## Texto extraído:
▽

Corría el año 2002. En Septiembre
empezaba el último curso en el Lycée Français de Málaga. Baccalauréat, série sciences économiques et
sociales. Primera clase de filosofía. “Méditation sur une orange” si no
recuerdo mal. Flechazo devastador por una materia que marcaría el resto de mi
vida. Desde entonces me pregunto el porqué de todo. Cuando digo todo, me
refiero a TODO. La cantidad de horas que paso a lo largo del día preguntándome
el porqué de las cosas… Resulta casi absurdo. El otro día una de mis compañeras
me comentaba que desde que llegó aqui no para de pensar. (Peut- on ne pas
penser?) No se trata sólo del asunto idomático,
que también. Cambiar un mínimo de tres veces al día de idioma no es
fácil. No te deja descansar. Acabas soñando en inglés. Cocinando con el rintintín
del alemán en la cabeza. Bailando al son de una canción en francés. Chapurreando
expresiones sueltas en italiano. Y cuando te sientas a escribir en tu lengua
materna, a tu cabeza acuden palabras que te ves obligada a traducir. Como digo,
agotador.
Pero no se trata sólo de eso. Se trata de que
al estar en pleno proceso de adaptación, a un nuevo entorno, a nuevas personas,
y seamos sinceros, a un nuevo tú, la pregunta "¿Por qué?" Impone inevitablemente
su presencia a cada instante. Por qué puñetas vine a este extraño país. Por
qué pesan tanto las ausencias. Por qué
vuelvo a tener la sensación de que mi mundo está tan lejos. Por qué no entiendo
este idioma por mucho que me esfuerce. Por qué siento esto. Por qué las
raciones son tan grandes. Por qué no puedo tomarme una copa de vino a un precio
razonable. Por qué el tiempo está tan loco. Por qué no comprendo esto. O lo otro.
O a Fulanito. O a Menganito. Por qué tal o por qué cual. Por qué , por qué, por
qué. Y lo peor, es que normalmente no hay respuesta universal. Únicamente, y
depende del momento, puedes llegar a tu propia, sesgada y absolutamente
subjetiva conclusión, que, en fin, al menos a veces, te hace descansar durante
dos minutos. ¿La maldición del filósofo, quizá?

△

[Entradas de datos extraídas]
▽

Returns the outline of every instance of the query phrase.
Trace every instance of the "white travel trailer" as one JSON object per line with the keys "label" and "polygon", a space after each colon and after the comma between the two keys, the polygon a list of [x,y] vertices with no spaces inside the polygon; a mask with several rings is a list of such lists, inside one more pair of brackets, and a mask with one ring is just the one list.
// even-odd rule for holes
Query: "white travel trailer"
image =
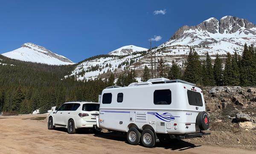
{"label": "white travel trailer", "polygon": [[154,147],[162,138],[182,140],[209,133],[202,90],[161,78],[103,90],[97,126],[127,132],[130,144]]}

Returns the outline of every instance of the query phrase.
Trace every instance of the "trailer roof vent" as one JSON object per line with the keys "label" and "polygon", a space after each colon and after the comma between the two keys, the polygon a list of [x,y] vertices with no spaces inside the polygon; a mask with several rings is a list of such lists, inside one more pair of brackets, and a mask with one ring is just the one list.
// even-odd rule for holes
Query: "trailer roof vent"
{"label": "trailer roof vent", "polygon": [[119,88],[119,87],[121,87],[120,86],[111,86],[110,87],[108,87],[106,88]]}
{"label": "trailer roof vent", "polygon": [[180,83],[187,84],[188,85],[191,85],[192,86],[196,86],[195,84],[190,83],[188,82],[185,81],[183,81],[183,80],[180,80],[180,79],[169,80],[169,81],[165,81],[165,83]]}
{"label": "trailer roof vent", "polygon": [[150,82],[143,82],[141,83],[131,83],[128,86],[128,87],[131,87],[132,86],[141,86],[141,85],[151,85],[152,83]]}
{"label": "trailer roof vent", "polygon": [[168,79],[165,78],[164,77],[160,77],[159,78],[151,79],[148,80],[148,82],[152,83],[153,84],[156,83],[164,83],[165,82],[170,81]]}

△

## Tareas escritas:
• a. Imprime el fragmento del texto sobre la filosofía y los idiomas desde "O a Fulanito." hasta "del filósofo, quizá?", ambos incluidos.
• b. Sigue escribiendo el texto sobre la filosofía y los idiomas a partir de su última frase.
Los registros no hacen falta para nada.

## Respuestas:
• a.
O a Fulanito. O a Menganito. Por qué tal o por qué cual. Por qué , por qué, por
qué. Y lo peor, es que normalmente no hay respuesta universal. Únicamente, y
depende del momento, puedes llegar a tu propia, sesgada y absolutamente
subjetiva conclusión, que, en fin, al menos a veces, te hace descansar durante
dos minutos. ¿La maldición del filósofo, quizá?

• b.
Digamos que porque la necesidad de descanso mental
y veraniego empezaba a hacer estragos en nuestro grupo, como comentaba en el último
post, este fin de semana fuimos en busca del eterno estío. Y tuvimos éxito. A poco más
de media hora entre tren y autobús, nos encontramos en Unterbacher See, un lago
idílico y lleno hasta los topes, con precio de entrada obviamente (Seguimos en
Alemania, queridos), pero con el agua a una temperatura maravillosa y sobre todo
con sol. Mucho, mucho, mucho sol. Pasamos el día allí. Nadamos, reímos, nos tiramos de cabeza desde la plataforma instalada a tal efecto, bebimos
Warfteiner Zitrone (cerve con limón), y comimos algo que a los españoles nos
hizo añorar más si cabe las patatas bravas de toda la vida. Y heladitos. Porque
el verano sin helados no es verano. Fue estupendo, y nos hizo, creo, renovar
fuerzas para la semana.
La verdad es que, ahora que lo pienso, ha sido
un fin de semana bastante original, hemos abierto la mente a experiencias
distintas al paseo habitual por el Alstadt, y eso está bien. Fuimos a
Medienhafen el viernes, y descubrimos un sitio, que, pongo la mano en el fuego,
la mayoría de nosotros pensamos, es para llevar a alguien especial. Romanticismo
alemán en estado puro. A pesar de los 9 euros por mojito. Pebble´s se llama. Me
declaro fan desde ya.
El sábado nos juntamos más gente de lo
habitual. De hecho bastante, bastante gente. De multitud de países. Italia. España. Polonia.
Alemania. EEUU. Holanda. Y seguro que me dejo algo en el tintero. Gente del
trabajo y amigos de fuera. Y amigos de amigos. ¿Un poco loco no? Así tenemos la
cabeza. Imposible conservar la cordura ante semejante confusión de culturas. ¿Choque
cultural? Podríamos escribir un libro. Un libro sobre el porqué del choque
cultural por ejemplo. Y de nuevo el porqué.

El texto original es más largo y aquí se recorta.